DATA SHOWN.
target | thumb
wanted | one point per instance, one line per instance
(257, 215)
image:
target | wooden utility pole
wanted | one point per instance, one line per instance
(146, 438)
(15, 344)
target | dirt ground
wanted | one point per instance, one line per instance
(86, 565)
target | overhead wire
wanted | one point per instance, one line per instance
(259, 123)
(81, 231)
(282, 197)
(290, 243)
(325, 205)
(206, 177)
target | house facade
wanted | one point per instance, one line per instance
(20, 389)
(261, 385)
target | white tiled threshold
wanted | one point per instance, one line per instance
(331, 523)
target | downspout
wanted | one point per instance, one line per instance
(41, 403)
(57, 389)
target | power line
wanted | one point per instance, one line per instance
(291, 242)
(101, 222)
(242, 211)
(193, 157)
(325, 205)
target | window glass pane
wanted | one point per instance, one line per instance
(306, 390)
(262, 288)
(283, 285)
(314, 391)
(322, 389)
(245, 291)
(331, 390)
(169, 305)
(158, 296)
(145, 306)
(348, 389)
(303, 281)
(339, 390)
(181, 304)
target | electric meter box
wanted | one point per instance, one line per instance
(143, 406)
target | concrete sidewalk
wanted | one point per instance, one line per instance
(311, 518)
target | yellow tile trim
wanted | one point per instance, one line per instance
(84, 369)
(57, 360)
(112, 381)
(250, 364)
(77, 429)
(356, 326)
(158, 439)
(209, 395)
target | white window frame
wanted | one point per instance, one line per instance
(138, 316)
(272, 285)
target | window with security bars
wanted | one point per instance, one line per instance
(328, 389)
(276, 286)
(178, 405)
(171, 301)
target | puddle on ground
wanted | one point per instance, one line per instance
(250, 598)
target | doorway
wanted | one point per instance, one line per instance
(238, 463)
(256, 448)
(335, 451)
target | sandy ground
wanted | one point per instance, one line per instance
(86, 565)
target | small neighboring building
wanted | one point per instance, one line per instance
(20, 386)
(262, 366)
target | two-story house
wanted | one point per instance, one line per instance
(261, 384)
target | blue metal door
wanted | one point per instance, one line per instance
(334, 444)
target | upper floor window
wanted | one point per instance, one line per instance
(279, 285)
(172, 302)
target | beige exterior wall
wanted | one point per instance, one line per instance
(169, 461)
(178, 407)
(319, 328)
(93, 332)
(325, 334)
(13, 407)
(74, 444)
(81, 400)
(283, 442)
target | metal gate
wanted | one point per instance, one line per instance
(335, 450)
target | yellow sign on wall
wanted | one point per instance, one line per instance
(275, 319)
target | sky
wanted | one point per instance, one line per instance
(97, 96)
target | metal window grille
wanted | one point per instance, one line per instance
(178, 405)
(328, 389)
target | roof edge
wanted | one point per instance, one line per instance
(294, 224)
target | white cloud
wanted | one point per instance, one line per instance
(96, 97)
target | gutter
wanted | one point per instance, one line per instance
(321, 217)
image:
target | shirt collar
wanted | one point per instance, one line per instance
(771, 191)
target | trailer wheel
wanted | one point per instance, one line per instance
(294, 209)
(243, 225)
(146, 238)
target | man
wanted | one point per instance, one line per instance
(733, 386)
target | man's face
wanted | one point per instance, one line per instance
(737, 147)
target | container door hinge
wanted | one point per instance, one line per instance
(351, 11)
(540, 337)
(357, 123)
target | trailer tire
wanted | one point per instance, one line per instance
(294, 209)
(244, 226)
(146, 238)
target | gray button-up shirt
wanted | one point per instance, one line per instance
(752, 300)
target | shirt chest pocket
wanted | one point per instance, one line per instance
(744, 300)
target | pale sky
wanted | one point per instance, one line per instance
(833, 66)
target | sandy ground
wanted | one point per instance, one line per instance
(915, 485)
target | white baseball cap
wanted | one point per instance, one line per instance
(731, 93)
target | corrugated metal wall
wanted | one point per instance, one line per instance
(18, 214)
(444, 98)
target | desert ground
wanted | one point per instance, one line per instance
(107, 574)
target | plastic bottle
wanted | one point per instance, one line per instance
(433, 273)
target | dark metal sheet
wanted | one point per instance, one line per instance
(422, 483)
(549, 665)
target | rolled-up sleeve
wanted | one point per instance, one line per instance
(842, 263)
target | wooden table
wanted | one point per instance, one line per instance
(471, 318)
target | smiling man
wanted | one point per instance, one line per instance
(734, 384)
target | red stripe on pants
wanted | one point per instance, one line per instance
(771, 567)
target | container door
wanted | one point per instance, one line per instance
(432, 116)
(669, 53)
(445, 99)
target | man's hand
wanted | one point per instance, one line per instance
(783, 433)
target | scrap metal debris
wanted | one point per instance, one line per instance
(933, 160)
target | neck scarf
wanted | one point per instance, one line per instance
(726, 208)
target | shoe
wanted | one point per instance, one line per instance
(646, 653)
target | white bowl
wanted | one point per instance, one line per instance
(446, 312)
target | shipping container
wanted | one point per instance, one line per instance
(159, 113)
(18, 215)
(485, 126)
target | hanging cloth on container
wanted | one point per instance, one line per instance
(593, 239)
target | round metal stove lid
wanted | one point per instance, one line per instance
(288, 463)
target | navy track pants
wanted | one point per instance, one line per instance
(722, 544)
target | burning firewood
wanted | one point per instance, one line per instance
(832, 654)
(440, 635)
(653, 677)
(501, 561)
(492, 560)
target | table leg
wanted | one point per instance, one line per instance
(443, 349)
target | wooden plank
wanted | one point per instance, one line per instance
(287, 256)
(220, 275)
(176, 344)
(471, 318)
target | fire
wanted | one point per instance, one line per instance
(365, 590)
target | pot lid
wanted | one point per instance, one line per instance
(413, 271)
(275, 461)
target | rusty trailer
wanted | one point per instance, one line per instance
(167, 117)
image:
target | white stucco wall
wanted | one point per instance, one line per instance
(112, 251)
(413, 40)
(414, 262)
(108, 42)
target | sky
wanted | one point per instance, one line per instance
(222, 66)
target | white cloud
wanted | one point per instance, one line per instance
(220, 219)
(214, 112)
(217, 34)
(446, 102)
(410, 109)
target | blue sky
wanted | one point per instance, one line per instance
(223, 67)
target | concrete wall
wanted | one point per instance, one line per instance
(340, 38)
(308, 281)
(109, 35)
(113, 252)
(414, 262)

YOUR TASK.
Take the line holding "target | table leg" and all lines after it through the end of the data, and set them down exactly.

SOLUTION FOR THIS TASK.
target | table leg
wanted | one point per instance, one line per instance
(443, 349)
target | wooden plank
wanted | one point per instance, one line per instance
(287, 256)
(220, 275)
(176, 344)
(471, 318)
target | fire
wanted | one point per instance, one line per instance
(365, 590)
target | pot lid
wanted | one point per instance, one line per instance
(413, 271)
(275, 461)
target | rusty trailer
wanted | one point per instance, one line per instance
(167, 117)
image:
target | white stucco wall
wanted | one point per instance, one line per instance
(112, 251)
(413, 40)
(414, 262)
(108, 42)
target | sky
wanted | one point per instance, one line per instance
(222, 66)
target | white cloud
wanted | one point per instance, one line per instance
(220, 219)
(214, 112)
(217, 34)
(446, 102)
(410, 109)
target | blue sky
wanted | one point per instance, one line per instance
(223, 67)
target | concrete wall
wanted | one point per instance, one line per instance
(340, 38)
(308, 281)
(109, 35)
(113, 252)
(414, 262)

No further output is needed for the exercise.